原文抜粋:
════════════════
6月上旬のある日、「ダイエット」「筋トレ」にまつわる2つの商品について、問題点を報じるニュースが流れました。“安全ではない”もの、“根拠がない”ものと、注意喚起がなされた理由はそれぞれであるものの、背景には共通して、“近道”にまつわる人間の心理的傾向が浮かび上がります。どうすれば健康や財産への被害を防げるでしょうか。(朝日新聞デジタル機動報道部・朽木誠一郎)
6月7日に、兵庫県西宮市および千葉県千葉市が「医薬品成分を含有する健康被害(疑い)の発生」についての報道発表を行いました。
西宮市によれば、4月、市民がSNSを通じて福岡市の販売者から入手した、ダイエット目的の健康食品を摂取したところ、体調不良となったとの届出があったということです。
════════════════
提供された項目:
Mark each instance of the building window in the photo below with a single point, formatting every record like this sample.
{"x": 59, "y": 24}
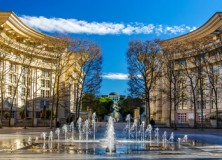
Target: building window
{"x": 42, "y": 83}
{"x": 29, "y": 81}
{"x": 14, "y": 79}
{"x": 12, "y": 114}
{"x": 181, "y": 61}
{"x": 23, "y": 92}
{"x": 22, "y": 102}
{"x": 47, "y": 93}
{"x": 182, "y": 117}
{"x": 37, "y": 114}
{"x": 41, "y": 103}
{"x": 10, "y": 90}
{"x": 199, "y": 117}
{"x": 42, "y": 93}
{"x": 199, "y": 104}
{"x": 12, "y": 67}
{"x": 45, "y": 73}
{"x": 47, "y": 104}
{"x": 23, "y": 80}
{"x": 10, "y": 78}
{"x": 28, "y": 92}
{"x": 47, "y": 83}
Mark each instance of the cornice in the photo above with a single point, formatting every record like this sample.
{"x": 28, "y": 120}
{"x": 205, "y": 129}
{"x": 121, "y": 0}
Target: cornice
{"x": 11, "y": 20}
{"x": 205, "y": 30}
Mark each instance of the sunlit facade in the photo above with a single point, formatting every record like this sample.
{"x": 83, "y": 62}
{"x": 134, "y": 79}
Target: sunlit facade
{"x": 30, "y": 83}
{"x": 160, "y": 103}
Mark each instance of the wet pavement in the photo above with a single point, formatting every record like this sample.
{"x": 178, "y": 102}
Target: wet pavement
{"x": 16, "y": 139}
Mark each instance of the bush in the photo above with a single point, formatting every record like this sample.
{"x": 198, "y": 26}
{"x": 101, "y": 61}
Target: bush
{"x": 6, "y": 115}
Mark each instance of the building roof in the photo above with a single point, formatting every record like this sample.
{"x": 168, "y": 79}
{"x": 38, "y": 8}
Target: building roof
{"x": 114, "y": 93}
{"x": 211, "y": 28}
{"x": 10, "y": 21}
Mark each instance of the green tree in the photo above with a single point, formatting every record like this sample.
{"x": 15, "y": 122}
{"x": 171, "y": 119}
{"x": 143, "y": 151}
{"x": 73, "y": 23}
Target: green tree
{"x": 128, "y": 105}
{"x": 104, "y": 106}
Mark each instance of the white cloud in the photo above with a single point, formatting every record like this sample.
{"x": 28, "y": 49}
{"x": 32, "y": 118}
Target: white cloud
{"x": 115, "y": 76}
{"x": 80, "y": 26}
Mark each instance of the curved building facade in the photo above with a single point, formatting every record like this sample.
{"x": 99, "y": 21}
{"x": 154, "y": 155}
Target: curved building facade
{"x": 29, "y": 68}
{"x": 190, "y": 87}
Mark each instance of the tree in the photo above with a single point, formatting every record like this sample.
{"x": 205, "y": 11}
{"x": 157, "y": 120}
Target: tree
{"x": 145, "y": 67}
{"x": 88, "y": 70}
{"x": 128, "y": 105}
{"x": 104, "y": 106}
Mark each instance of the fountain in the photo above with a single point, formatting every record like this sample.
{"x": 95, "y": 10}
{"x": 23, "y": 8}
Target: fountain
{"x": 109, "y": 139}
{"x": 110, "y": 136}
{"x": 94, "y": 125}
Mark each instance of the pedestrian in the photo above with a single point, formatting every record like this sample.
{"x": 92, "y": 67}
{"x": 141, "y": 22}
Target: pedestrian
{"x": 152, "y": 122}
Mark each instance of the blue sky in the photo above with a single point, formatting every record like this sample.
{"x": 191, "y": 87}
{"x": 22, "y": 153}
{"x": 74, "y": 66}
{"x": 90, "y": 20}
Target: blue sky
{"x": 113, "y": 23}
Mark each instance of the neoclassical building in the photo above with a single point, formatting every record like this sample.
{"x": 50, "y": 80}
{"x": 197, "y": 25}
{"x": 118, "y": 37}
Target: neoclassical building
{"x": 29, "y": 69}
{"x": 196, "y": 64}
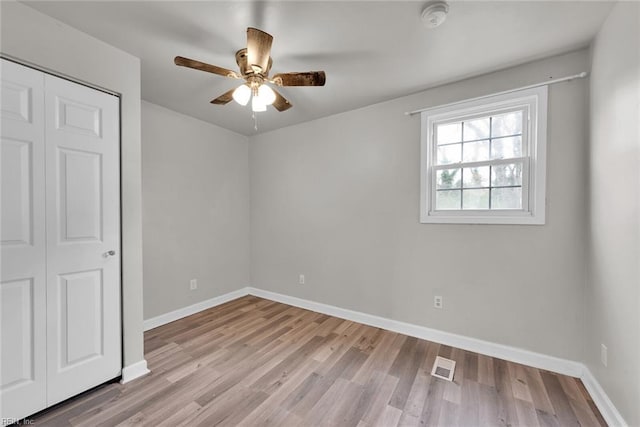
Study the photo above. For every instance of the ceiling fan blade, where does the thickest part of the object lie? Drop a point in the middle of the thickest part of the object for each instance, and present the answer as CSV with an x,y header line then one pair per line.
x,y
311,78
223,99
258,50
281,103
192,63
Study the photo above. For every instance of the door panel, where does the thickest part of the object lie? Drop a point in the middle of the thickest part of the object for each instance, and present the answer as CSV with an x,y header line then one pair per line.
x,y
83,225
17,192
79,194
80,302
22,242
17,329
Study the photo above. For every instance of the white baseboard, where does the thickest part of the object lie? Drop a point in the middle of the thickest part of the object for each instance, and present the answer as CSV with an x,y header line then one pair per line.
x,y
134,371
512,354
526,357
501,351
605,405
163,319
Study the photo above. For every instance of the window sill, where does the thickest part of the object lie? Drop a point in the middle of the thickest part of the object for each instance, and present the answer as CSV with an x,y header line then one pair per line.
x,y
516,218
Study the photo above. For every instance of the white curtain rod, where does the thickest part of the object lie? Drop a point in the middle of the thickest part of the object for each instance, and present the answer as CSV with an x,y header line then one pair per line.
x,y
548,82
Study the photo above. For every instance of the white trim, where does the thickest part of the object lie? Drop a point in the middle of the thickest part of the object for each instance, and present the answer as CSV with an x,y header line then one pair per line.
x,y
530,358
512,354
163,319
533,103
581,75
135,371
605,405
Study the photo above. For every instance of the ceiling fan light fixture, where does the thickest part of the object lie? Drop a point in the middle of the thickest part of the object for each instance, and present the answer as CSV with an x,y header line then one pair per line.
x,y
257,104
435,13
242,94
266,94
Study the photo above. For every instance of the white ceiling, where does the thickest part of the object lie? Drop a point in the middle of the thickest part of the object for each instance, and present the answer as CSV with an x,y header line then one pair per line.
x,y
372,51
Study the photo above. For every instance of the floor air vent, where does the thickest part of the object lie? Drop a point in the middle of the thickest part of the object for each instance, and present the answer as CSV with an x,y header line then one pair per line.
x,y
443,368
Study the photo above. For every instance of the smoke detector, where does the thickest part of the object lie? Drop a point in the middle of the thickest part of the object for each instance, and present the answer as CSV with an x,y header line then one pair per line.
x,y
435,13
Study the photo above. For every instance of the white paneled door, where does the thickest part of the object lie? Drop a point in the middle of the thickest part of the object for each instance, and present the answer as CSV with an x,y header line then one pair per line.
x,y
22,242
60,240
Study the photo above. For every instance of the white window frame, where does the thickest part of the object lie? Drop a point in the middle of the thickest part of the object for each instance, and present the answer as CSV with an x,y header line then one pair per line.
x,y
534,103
════════════════
やること:
1. 健康食品の記事によると、6月7日に報道発表を行ったのはどの自治体か。
2. 健康食品の記事を、最後の文の後から書き継げ。
項目はこの作業には関係しない。

各回答:
1. 兵庫県西宮市と千葉県千葉市。

2.
「やせる」とうたわれたゼリータイプの健康食品で、ネット上では「脂肪の減少をサポート」「血中脂肪を減らす」「体によって3〜10kg減る可能性があります」などと宣伝されていた一方、健康被害を訴える使用者の書き込みも続出していました。
この健康食品には、シブトラミンという成分が含有されていました。
同様の相談が、5月、千葉市でもありました。やはり、ネットを通じて購入したダイエット用食品を摂取して、体調不良になったとのことです。
神奈川県相模原市など他の自治体からも、7日以降、同様の発表が続きました。いずれも同じ食品メーカーのベトナム産の商品による健康被害の疑いでした。
国立研究開発法人「医薬基盤・健康・栄養研究所」によれば、シブトラミンは1997年に肥満抑制薬としてアメリカFDAの許可を受けましたが、日本では医薬品として未承認です。副作用として血圧上昇および心拍数増加などが報告され、心臓病患者は服用を避けたほうがよいとされています。
アメリカ国内ではFDAの許可後、2003年8月までに54例の死亡事例が報告されました。その後、10年10月、アメリカなどでメーカーによる任意回収が決定。開発したメーカーはすでに販売・流通を中止しているとのことです。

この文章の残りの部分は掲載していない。